• [WHAT YOU ARE ASKED TO DO]:
For this exercise, transcribe all the records below exactly.

• [INPUT DATA]:
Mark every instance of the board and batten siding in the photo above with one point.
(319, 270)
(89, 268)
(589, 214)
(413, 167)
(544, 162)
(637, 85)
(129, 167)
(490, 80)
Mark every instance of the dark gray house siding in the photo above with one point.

• [EXPECTED OUTPUT]:
Mark every instance of the board and batten siding in the photo above with one point.
(319, 270)
(89, 268)
(589, 214)
(413, 167)
(544, 162)
(637, 85)
(129, 167)
(490, 80)
Mark every instance of the dark gray house siding in the photo above with one point.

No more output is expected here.